::: SUPPLIED PASSAGE :::

Figure 1. Ebbinghaus’ Forgetting Curve (Credit: LearnUpon)

3. Studying again

Do not fret, novice student! Psychology research shows that in order to maintain the knowledge you obtained during your prior study session (Monday night), you need to study again. This is what we refer to as spaced repetition learning, or the “spacing effect.” This phenomenon stems from one of the earliest examples of learning and retention research, proposed by Ebbinghaus in 1885. He claimed that information is continuously forgotten over long periods of time; therefore, you constantly need to remind yourself of information to retain it. This is famously known as Ebbinghaus’ Forgetting Curve (Figure 1).

Given this information, you ideally want to study the same information as before, one last time before your exam. You block out a couple of hours on Wednesday morning to get it done before classes, and now you’re golden!

4. Final test

Thursday afternoon comes around, and you’re finally ready for your exam. You had two separate–but identical–study sessions over the past few days, and you know all the answers like second nature! At least, that’s the feeling you have! Now, you wait for your grade.

+ Comparison to studying once

A couple of weeks pass, and you get your exam grades back. You did awesome, given your last-minute studying efforts! However, your friend that was also busy and spent all of Wednesday studying did not do too well. Although disappointing, it is not a surprise. Research shows that spaced repetition allows for better memory of the information compared to learning over a continuous and massed period of time, even when there are manipulations of how much time exists between the study sessions (Carpenter, 2020).

Testing Effect: How to spend time between study sessions

1. Studying

After your prior exam, you want to learn more psychology tricks to optimize your study sessions. You start your studying session a week in advance, but now you’re unsure of how to transition to your break between sessions. Should you go outside for a walk? Start studying for another class? It turns out, you want to do a quick retrieval activity to retain the information you just studied.

::: DATASET EXCERPT :::

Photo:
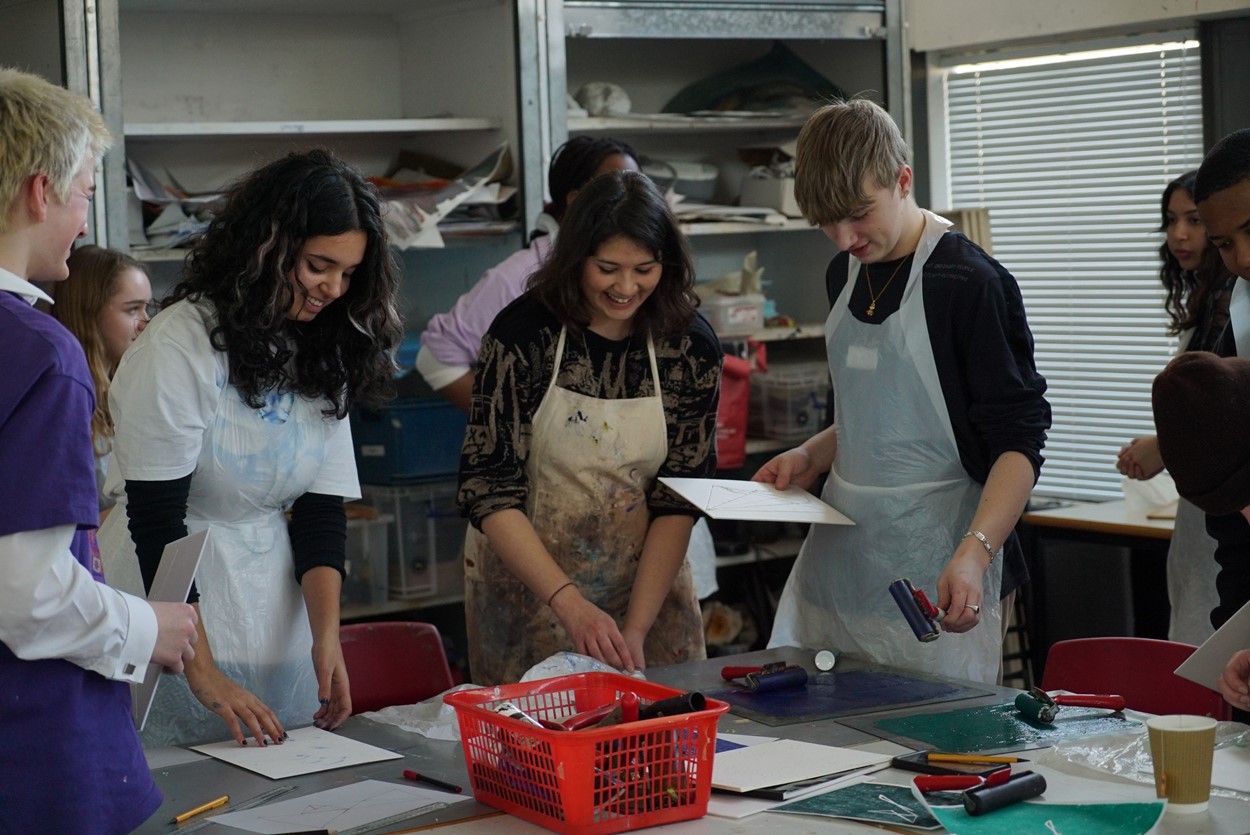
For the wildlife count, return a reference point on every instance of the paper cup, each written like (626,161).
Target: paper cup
(1181,749)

:::

Rewrite the spaced repetition text from "4. Final test" to "sessions (Carpenter, 2020).", with "Tuesday" in place of each "Wednesday".

4. Final test

Thursday afternoon comes around, and you’re finally ready for your exam. You had two separate–but identical–study sessions over the past few days, and you know all the answers like second nature! At least, that’s the feeling you have! Now, you wait for your grade.

+ Comparison to studying once

A couple of weeks pass, and you get your exam grades back. You did awesome, given your last-minute studying efforts! However, your friend that was also busy and spent all of Tuesday studying did not do too well. Although disappointing, it is not a surprise. Research shows that spaced repetition allows for better memory of the information compared to learning over a continuous and massed period of time, even when there are manipulations of how much time exists between the study sessions (Carpenter, 2020).